## EXERCICE PROPOSÉ A
Recopiez le passage du texte sur le Maroc et l'Algérie qui commence à "De la guerre" et se termine à "à être adoptées.".

## PAGE

Publié le 27 février 2011 par Robocup555

maroc-algerie.jpgL'onde de choc des révolutions arabes n'a épargné ni le Maroc, ni l'Algérie qui ont dans la précipitation entrepris des mesures sociales de subventions des produits de première nécessité. En outre, l'Algérie vient de lever l'Etat d'urgence en cours dans le pays depuis 18 ans. Mais l'annonce la plus chargée d'émotion pour les peuples marocain et algérien est la normalisation prochaine des relations entre les 2 pays. L'intérêt des pays du Maghreb est dans l'unité pour la stabilité et le développement du Maghreb.

De la guerre froide à la mondialisation

Le Maroc et l'Algérie sont en guerre froide depuis... 1962, soit 49 ans. Un record. La guerre froide Usa-Urss a duré 44 ans (1945-1989). Les schémas de pensée des années 60, marqués par des idéologies de luttes des peuples, de marxisme léninisme, de guérilla à la mode ''CHE'' sont incompatibles avec la mondialisation et l'ère internet. Les révolutions arabes ne sont pas les produits des luttes de classes mais des produits d'injustice sociale exacerbée. Les peuples arabes commencent par réclamer ''la dignité'', avant de réclamer des réformes puis la chute des régimes lorsque les réformes tardent à être adoptées.

(Extraits de données de pointage)
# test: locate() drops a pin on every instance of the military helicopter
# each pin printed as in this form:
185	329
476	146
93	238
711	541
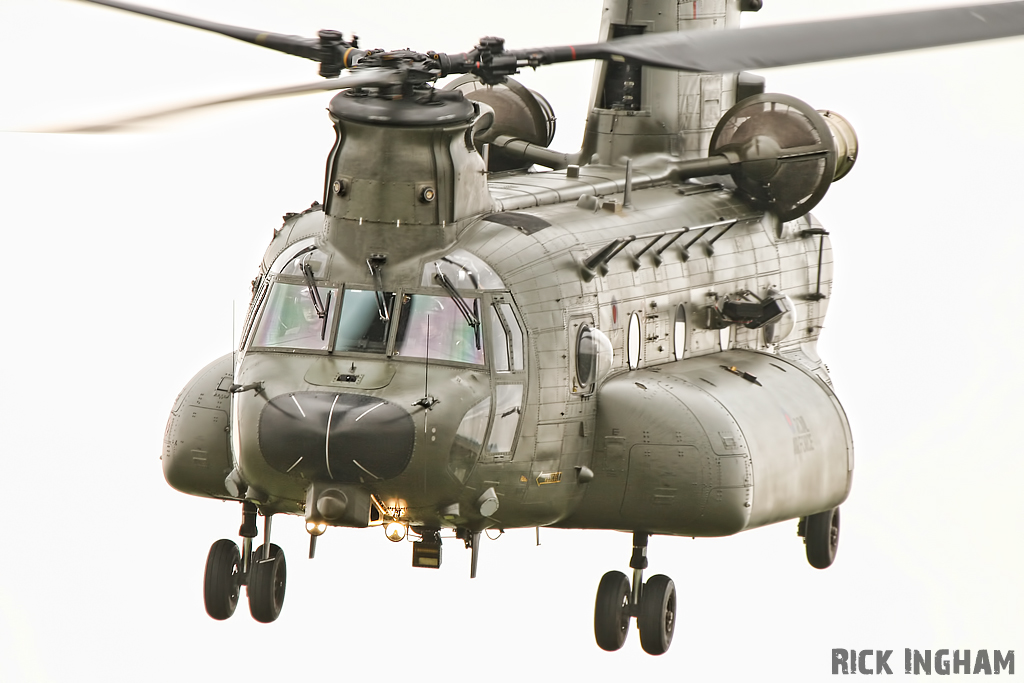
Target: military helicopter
516	328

## EXERCICE PROPOSÉ B
Sélectionnez chaque ligne de la liste où figure la chaîne "military".

## RÉPONSE ATTENDUE A
De la guerre froide à la mondialisation

Le Maroc et l'Algérie sont en guerre froide depuis... 1962, soit 49 ans. Un record. La guerre froide Usa-Urss a duré 44 ans (1945-1989). Les schémas de pensée des années 60, marqués par des idéologies de luttes des peuples, de marxisme léninisme, de guérilla à la mode ''CHE'' sont incompatibles avec la mondialisation et l'ère internet. Les révolutions arabes ne sont pas les produits des luttes de classes mais des produits d'injustice sociale exacerbée. Les peuples arabes commencent par réclamer ''la dignité'', avant de réclamer des réformes puis la chute des régimes lorsque les réformes tardent à être adoptées.

## RÉPONSE ATTENDUE B
# test: locate() drops a pin on every instance of the military helicopter
Target: military helicopter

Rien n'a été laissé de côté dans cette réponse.